[Natural-language object grounding data]
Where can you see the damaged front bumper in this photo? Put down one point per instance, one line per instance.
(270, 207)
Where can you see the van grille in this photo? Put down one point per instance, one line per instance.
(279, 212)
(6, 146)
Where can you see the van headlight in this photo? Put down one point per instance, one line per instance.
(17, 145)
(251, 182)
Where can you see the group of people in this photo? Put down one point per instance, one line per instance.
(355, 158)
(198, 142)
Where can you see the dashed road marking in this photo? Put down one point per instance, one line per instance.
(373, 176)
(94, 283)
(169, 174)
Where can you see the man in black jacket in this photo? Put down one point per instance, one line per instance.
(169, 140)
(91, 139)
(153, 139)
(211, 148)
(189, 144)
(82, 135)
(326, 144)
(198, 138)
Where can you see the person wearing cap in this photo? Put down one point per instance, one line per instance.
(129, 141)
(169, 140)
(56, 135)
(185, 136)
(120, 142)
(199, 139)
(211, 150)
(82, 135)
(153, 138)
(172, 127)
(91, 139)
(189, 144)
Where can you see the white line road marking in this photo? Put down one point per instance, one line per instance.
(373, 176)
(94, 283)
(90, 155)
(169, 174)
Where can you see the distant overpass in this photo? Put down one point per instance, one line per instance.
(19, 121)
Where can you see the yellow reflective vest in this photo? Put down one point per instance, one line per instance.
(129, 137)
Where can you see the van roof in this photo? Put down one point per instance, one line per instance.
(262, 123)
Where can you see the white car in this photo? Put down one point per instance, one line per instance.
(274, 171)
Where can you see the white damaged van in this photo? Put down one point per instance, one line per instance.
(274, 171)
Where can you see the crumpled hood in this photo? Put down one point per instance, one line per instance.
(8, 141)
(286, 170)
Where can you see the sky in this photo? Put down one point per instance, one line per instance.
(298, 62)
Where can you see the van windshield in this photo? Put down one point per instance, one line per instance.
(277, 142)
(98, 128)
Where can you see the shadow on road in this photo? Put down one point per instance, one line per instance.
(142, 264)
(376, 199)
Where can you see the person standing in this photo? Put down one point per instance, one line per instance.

**ASSIGNMENT**
Transcribe each record exactly as it is written above.

**EXERCISE RESPONSE**
Where can you see the damaged front bumper in this photo? Put down one point per instance, one line per instance.
(270, 207)
Where can you see the van grille in this photo? Put down one point per instance, one line per instance.
(279, 212)
(6, 146)
Where can you see the van headlight in this photo? Put down one point per instance, one line per instance.
(17, 145)
(251, 182)
Where can you see the group of people in this photo? Put down one point per instance, one line per instance.
(355, 158)
(198, 142)
Where can you see the dashed road marking in this photo? Put down one point per instance, one line per instance.
(373, 176)
(94, 283)
(169, 174)
Where can you see the man in black jacket in this photo? Put down one point per instance, one line per instance.
(169, 140)
(91, 139)
(153, 139)
(211, 148)
(189, 144)
(82, 135)
(326, 144)
(198, 138)
Where can you see the person wearing cap in this photo? Put down one point per instance, one line per instance.
(129, 141)
(169, 140)
(56, 135)
(185, 136)
(120, 142)
(199, 139)
(211, 150)
(82, 135)
(153, 138)
(172, 127)
(91, 139)
(189, 144)
Where can you see the white line road marking in this photo? Put down one point per instance, one line per instance.
(373, 176)
(94, 283)
(90, 155)
(169, 174)
Where can you see the distant overpass in this photo? Put down one point per instance, one line per instance.
(19, 121)
Where can you see the yellow reflective vest in this photo? Put down one point per instance, one line per instance.
(129, 137)
Where can you see the van roof in this photo? Put down one point per instance, one line per instance.
(262, 123)
Where can you see the white car in this photo? Put down one point per instance, one line per instance.
(274, 171)
Where can you see the white damaged van in this photo? Put down one point per instance, one line per instance.
(274, 171)
Where can you see the crumpled hood in this photo? Put down one point per instance, one line per instance.
(8, 141)
(286, 170)
Where can you see the sky in this photo? Put down one point per instance, one line per instance.
(298, 62)
Where can you see the van windshield in this photo? Put down one point per instance, one line per instance.
(277, 142)
(98, 128)
Where can you see the shadow on road in this photo? Put down one point per instance, one line per instance.
(142, 264)
(376, 199)
Where can you see the person standing in this photo? Put down one point per instance, one line per instance.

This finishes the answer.